'''

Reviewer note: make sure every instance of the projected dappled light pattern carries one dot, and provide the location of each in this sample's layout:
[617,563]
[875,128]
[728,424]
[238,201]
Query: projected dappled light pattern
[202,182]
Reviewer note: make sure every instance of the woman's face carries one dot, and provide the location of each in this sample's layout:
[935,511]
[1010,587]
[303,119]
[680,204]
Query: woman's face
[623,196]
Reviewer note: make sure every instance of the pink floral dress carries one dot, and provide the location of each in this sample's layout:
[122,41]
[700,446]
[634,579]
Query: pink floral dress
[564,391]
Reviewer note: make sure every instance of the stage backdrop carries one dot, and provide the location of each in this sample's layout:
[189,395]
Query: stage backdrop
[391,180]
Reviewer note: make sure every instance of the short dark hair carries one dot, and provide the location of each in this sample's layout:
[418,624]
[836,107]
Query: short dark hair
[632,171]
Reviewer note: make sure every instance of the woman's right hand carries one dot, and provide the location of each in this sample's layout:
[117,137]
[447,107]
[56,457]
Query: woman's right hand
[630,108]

'''
'''

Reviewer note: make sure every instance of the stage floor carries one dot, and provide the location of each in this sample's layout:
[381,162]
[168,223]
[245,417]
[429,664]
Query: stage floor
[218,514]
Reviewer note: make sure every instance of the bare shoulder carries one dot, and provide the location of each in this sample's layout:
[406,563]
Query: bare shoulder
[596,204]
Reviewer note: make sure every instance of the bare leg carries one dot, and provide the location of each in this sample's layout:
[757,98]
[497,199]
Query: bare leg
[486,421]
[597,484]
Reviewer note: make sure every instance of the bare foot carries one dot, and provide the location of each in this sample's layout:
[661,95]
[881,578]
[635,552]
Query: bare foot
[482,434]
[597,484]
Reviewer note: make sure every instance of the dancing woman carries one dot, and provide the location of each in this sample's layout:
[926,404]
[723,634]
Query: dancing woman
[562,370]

'''

» What is expected
Find the word "sure" in the entries. Copy each line that holds it.

» Result of this exercise
Reviewer note: make sure every instance of the projected dappled light pattern carries one dot, and provide the location of each in this sample's layout:
Reviewer note: make sure every instance of the woman's face carries one dot, and provide the location of each in this sample's layout:
Reviewer note: make sure every instance of the pink floral dress carries one dot, and provide the location of each in this sample's layout:
Reviewer note: make sure every instance of the stage backdrop carries one dot, and provide the location of each in this sample's layout:
Reviewer note: make sure every instance of the short dark hair carries one dot, and provide the location of each in this sample's layout:
Reviewer note: make sure every instance of the woman's right hand carries one dot, and provide the location of each in this sample's layout:
Reviewer note: make sure every instance of the stage floor carries one dot, and provide the location of each in this sample's layout:
Reviewer note: make sure every instance of the bare shoulder carries one dot, and provide the location of each in this sample's layout:
Reviewer note: make sure every instance of the bare leg carries one dot, and provide the location of each in this sample's layout:
Reviewer note: make sure every instance of the bare foot carries one dot, and provide the location of each in this sample's layout:
Reviewer note: make sure every instance of the dancing woman carries one dot, and provide the location of each in this sample's layout:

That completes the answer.